**Your goal**
Show each line of the records below that contains the string "instance". Case matters.

**Supplied entries**
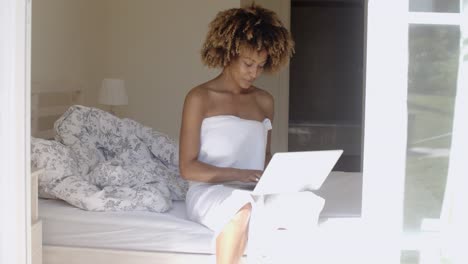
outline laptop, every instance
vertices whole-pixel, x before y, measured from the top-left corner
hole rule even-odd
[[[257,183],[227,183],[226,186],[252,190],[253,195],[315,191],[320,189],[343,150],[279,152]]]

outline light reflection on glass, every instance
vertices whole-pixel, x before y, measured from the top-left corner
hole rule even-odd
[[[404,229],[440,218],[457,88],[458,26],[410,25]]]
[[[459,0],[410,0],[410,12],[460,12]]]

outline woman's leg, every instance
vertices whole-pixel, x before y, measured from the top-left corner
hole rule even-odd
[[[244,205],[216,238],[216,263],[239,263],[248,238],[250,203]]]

==

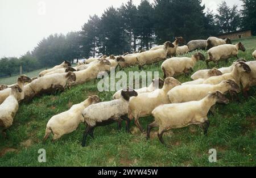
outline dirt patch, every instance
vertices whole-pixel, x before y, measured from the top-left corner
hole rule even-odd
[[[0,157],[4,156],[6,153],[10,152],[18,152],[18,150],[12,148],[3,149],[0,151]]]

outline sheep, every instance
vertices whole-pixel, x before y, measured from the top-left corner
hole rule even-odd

**Exercise result**
outline laptop, every instance
outline light reflection on glass, every instance
outline woman's leg, every instance
outline dirt patch, every instance
outline sheep, every instance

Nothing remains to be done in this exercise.